> _Description of the task_:
A complete, unaltered copy of the listing is needed. Write it out.

> _Excerpted data_:
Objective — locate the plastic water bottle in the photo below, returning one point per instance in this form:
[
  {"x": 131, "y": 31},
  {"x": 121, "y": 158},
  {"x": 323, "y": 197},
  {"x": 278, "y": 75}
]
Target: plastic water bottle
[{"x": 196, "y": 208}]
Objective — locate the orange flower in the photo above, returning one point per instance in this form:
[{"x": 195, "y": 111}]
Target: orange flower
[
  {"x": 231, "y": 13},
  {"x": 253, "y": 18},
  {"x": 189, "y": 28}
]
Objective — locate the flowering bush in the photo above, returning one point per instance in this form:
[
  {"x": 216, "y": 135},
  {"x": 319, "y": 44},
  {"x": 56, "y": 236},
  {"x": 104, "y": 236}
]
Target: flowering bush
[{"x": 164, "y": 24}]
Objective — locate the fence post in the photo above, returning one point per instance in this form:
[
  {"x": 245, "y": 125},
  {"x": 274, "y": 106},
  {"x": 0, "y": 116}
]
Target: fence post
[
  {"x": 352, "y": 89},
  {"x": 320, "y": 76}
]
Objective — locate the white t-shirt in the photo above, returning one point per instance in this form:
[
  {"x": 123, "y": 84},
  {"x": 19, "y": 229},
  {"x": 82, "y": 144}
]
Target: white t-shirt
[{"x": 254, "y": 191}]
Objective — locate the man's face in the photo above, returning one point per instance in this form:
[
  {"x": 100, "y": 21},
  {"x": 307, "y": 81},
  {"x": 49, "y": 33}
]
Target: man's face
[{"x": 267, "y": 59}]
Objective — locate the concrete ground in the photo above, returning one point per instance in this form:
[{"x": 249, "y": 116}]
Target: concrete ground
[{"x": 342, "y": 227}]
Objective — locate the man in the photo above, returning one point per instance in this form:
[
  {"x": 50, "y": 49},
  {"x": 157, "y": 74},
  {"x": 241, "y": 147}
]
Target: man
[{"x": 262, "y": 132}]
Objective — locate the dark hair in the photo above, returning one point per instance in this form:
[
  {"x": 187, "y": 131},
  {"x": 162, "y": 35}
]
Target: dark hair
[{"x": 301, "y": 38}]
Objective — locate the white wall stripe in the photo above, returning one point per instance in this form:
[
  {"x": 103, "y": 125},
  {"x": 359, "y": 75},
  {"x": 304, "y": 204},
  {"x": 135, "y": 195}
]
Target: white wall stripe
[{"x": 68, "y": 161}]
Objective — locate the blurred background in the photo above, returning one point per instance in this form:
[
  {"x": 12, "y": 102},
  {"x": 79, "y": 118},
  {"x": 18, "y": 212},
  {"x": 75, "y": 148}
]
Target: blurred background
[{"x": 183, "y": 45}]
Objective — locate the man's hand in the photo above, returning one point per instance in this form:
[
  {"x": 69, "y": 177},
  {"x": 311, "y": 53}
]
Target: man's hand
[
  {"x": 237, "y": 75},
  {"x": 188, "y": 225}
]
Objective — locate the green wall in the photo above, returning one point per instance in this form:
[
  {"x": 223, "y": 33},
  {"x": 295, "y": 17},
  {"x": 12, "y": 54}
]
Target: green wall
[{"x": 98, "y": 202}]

> _Written reply_:
Objective — locate the plastic water bottle in the photo below, returning one point per instance in this form:
[
  {"x": 131, "y": 31},
  {"x": 121, "y": 158},
  {"x": 323, "y": 197},
  {"x": 278, "y": 75}
]
Target: plastic water bottle
[{"x": 196, "y": 208}]
Objective — locate the orange flower in the photo above, returning one point per instance in this form:
[{"x": 195, "y": 111}]
Target: orange flower
[
  {"x": 231, "y": 13},
  {"x": 253, "y": 18},
  {"x": 189, "y": 28}
]
Objective — locate the flowering bush in the photo above, returning one point per instance in this form:
[
  {"x": 216, "y": 135},
  {"x": 319, "y": 44},
  {"x": 56, "y": 236},
  {"x": 104, "y": 236}
]
Target: flowering bush
[{"x": 164, "y": 24}]
Objective — locate the fence post in the photo above, returning one point per instance in this form:
[
  {"x": 245, "y": 125},
  {"x": 274, "y": 106},
  {"x": 0, "y": 116}
]
Target: fence post
[
  {"x": 352, "y": 89},
  {"x": 320, "y": 76}
]
Objective — locate the white t-shirt in the photo above, returning one point per instance in this form:
[
  {"x": 123, "y": 84},
  {"x": 19, "y": 229},
  {"x": 82, "y": 144}
]
Target: white t-shirt
[{"x": 254, "y": 191}]
Objective — locate the man's face in the photo above, returning one point per instance in this form:
[
  {"x": 100, "y": 21},
  {"x": 307, "y": 81},
  {"x": 49, "y": 33}
]
Target: man's face
[{"x": 267, "y": 59}]
Objective — locate the concrete ground in the photo above, returning one point per instance in this form:
[{"x": 249, "y": 116}]
Target: concrete ground
[{"x": 342, "y": 227}]
Objective — locate the man in the photo above, returning one point per instance in this form:
[
  {"x": 50, "y": 49},
  {"x": 157, "y": 74},
  {"x": 241, "y": 147}
]
Target: man
[{"x": 262, "y": 132}]
Objective — locate the dark hair in the photo above, returning one point per instance in this form:
[
  {"x": 187, "y": 131},
  {"x": 162, "y": 35}
]
Target: dark hair
[{"x": 301, "y": 38}]
Objective — locate the white wall stripe in the photo above, returning one point per instance in this form:
[
  {"x": 103, "y": 125},
  {"x": 359, "y": 75},
  {"x": 304, "y": 204},
  {"x": 135, "y": 195}
]
Target: white wall stripe
[{"x": 68, "y": 161}]
Objective — locate the blurred background in the photo above, returning one point per instance in this form:
[
  {"x": 12, "y": 102},
  {"x": 79, "y": 118},
  {"x": 18, "y": 212},
  {"x": 75, "y": 148}
]
Target: blurred background
[{"x": 183, "y": 45}]
Objective — locate the man's hand in the photo above, returning one point per instance in this form:
[
  {"x": 69, "y": 177},
  {"x": 311, "y": 53}
]
Target: man's hand
[
  {"x": 237, "y": 75},
  {"x": 188, "y": 225}
]
Objective — locate the green wall in the photo above, returning one point per instance in this form:
[
  {"x": 223, "y": 33},
  {"x": 295, "y": 17},
  {"x": 12, "y": 54}
]
Target: green wall
[{"x": 98, "y": 202}]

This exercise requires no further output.